§ Aufgabenstellung:
1. Nenne alle Geldbeträge in Schweizer Franken, die im Textauszug vorkommen.
2. Wandle den Teil der Auflistung, der mit der Zeile beginnt, die „request: give the“ enthält, und bis zum Ende der Auflistung reicht, in eine CSV-Datei mit den Spalten „anweisung“ und „antwort“ um. Jede Anweisung erhält eine Zeile, jedes Feld steht in Anführungszeichen, und Zeilenumbrüche werden durch Leerzeichen ersetzt.

X, wohnhaft in Meilen (ZH), hat einen Sohn (S) und eine Tochter (T). Am 10. Juli 2005 hat er T ein Mehrfamilienhaus in Thalwil (ZH), das zu diesem Zeitpunkt unbelastet war, unentgeltlich übertragen. Der Verkehrswert des Mehrfamilienhauses belief sich im Übertragungszeitpunkt auf CHF 3 Mio. X hinterlässt im Zeitpunkt des Todes einen Nettonachlass von CHF 2 Mio. Dieser setzt sich aus einem Einfamilienhaus in Meilen (Verkehrswert im Todeszeitpunkt CHF 1.5 Mio.) und einem Bankvermögen von CHF 500‘000.00 zusammen. Das T bereits zu Lebzeiten übertragene Mehrfamilienhaus hat im Zeitpunkt des Todes von X einen Verkehrswert von CHF 4 Mio. In einer am 4. Januar 2014 errichteten letztwilligen eigenhändigen Verfügung weist X seiner Lebenspartnerin (L) das Einfamilienhaus in Meilen als Vermächtnis zu, im Übrigen bestätigt X die gesetzliche Erbfolge, hält jedoch fest, dass T die Zuwendung des Mehrfamilienhauses nicht auszugleichen hat. 

2. Probleme und Risiken bei der Herabsetzungsklage 

a) Prüfung einer Pflichtteilsverletzung

Die Herabsetzungsklage gemäss Art. 522 ff. ZGB bezweckt die Wiederherstellung des Pflichtteils des pflichtteilsgeschützten Erben, wenn der Erblasser durch Verfügungen von Todes wegen oder durch lebzeitige Zuwendungen seine Verfügungsfreiheit über-schritten hat. Abgesehen von der Zuwendung eines bestimmten Bruchteils der Erbschaft lässt sich in der Praxis häufig nicht ohne Weiteres feststellen, ob Verfügungen des Erblassers den Pflichtteil verletzen. Die Prüfung, ob eine Pflichtteilsverletzung vorliegt, erfolgt anhand von drei Schritten (vgl. zu diesem Prüfschema und zum Folgenden im Einzelnen ZEITER, Wertveränderungen, S. 293 ff., auch mit Hinweisen auf abweichende Lehrmeinungen): 

In einem ersten Schritt werden die konkreten Pflichtteile berechnet. Diese Berechnung erfolgt gestützt auf die sogenannte Pflichtteilsberechnungsmasse. Dabei werden – rein rechnerisch – zum Nettonachlass (wobei die von Todes wegen erfolgten Zuwendungen, das heisst die Vermächtnisse, nicht abgezogen werden dürfen) die ausgleichungspflichtigen Zuwendungen (Art. 626 ZGB) sowie die in Art. 475 und 476 ZGB aufgezählten Zuwendungen und Leistungen hinzugerechnet. Die Berechnung erfolgt gestützt auf den Verkehrswerten per Todestag des Erblassers (sogenanntes Todestagprinzip), und zwar mit Bezug auf den Nettonachlass (inkl. Vermächtnisse) als auch mit Bezug auf die ausgleichungspflichtigen und herabsetzbaren Zuwendungen.

§ Erfasste Daten:
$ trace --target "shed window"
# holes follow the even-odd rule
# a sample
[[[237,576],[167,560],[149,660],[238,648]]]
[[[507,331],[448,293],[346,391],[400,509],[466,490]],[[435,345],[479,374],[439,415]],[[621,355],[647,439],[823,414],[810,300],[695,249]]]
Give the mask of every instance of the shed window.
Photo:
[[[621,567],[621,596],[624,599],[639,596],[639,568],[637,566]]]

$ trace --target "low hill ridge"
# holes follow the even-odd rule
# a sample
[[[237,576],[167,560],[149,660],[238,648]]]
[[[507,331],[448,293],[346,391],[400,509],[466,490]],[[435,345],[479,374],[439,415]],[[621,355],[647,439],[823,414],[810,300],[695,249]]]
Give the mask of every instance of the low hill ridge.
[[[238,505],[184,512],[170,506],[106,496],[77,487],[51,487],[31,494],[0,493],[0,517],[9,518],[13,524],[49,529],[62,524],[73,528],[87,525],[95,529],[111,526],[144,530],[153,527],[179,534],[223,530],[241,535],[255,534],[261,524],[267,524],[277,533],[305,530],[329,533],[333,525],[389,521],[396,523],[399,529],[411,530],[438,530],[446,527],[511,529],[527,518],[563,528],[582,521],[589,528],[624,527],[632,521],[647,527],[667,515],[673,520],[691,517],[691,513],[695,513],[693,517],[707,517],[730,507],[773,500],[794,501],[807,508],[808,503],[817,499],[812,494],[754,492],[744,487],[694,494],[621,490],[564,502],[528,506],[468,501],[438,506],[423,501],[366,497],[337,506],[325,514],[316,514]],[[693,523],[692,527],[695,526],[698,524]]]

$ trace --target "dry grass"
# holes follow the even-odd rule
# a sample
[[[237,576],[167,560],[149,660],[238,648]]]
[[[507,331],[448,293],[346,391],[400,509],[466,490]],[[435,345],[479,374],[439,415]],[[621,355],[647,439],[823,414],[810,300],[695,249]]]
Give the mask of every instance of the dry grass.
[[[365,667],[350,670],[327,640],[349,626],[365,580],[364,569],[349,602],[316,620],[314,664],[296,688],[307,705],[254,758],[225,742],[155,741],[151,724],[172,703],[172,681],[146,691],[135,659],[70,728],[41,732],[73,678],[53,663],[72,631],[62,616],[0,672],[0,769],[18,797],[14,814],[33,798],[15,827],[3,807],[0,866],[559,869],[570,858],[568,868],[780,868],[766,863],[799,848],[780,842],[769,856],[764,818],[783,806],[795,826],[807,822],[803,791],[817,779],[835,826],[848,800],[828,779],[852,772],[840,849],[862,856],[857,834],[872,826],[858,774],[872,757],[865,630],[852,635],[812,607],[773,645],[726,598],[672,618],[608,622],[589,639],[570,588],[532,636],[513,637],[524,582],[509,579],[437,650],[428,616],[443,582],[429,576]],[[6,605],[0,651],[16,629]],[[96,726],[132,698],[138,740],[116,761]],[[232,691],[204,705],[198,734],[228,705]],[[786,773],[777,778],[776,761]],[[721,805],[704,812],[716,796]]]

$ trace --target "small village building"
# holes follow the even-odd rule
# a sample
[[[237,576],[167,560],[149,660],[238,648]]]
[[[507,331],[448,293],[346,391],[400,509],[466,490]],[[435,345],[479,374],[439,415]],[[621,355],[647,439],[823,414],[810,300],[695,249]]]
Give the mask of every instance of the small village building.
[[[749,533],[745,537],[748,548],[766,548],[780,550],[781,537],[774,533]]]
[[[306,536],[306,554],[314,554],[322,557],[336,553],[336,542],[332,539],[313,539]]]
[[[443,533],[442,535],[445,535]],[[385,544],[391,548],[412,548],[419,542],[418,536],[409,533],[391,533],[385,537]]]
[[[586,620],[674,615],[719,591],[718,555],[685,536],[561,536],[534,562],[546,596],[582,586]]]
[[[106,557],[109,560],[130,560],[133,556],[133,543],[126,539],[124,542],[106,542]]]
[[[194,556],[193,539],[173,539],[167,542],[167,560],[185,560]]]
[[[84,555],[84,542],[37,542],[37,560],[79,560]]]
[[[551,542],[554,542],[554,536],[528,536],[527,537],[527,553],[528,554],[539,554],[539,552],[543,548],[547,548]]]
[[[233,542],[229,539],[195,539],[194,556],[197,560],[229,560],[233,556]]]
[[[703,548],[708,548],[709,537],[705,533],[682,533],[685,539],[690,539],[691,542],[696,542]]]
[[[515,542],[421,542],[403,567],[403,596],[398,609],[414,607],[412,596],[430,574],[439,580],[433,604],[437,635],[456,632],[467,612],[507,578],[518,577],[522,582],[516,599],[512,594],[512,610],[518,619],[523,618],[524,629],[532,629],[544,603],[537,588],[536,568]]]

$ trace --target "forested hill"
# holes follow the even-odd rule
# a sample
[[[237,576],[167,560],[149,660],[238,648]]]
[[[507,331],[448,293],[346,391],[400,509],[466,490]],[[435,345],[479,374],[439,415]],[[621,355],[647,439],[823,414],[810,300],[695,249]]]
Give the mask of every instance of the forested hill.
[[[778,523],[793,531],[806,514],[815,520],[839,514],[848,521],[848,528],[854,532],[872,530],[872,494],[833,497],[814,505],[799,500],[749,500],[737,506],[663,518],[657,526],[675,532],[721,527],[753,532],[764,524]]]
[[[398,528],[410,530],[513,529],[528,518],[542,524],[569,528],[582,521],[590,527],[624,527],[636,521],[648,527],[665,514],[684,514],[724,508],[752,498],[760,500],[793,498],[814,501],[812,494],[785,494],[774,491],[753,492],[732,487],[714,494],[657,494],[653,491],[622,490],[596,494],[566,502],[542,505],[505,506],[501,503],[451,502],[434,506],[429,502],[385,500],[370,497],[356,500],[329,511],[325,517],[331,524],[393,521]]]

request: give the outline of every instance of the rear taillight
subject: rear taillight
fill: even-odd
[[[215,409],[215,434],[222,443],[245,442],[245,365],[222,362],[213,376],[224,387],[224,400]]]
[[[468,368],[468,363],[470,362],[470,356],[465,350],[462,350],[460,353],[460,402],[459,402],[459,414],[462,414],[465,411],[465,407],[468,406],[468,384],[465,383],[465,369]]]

§ Lösungen:
1.
- CHF 3 Mio.
- CHF 2 Mio.
- CHF 1.5 Mio.
- CHF 500‘000.00
- CHF 4 Mio.

2.
anweisung,antwort
"request: give the outline of every instance of the rear taillight subject: rear taillight fill: even-odd","[[[215,409],[215,434],[222,443],[245,442],[245,365],[222,362],[213,376],[224,387],[224,400]]] [[[468,368],[468,363],[470,362],[470,356],[465,350],[462,350],[460,353],[460,402],[459,402],[459,414],[462,414],[465,411],[465,407],[468,406],[468,384],[465,383],[465,369]]]"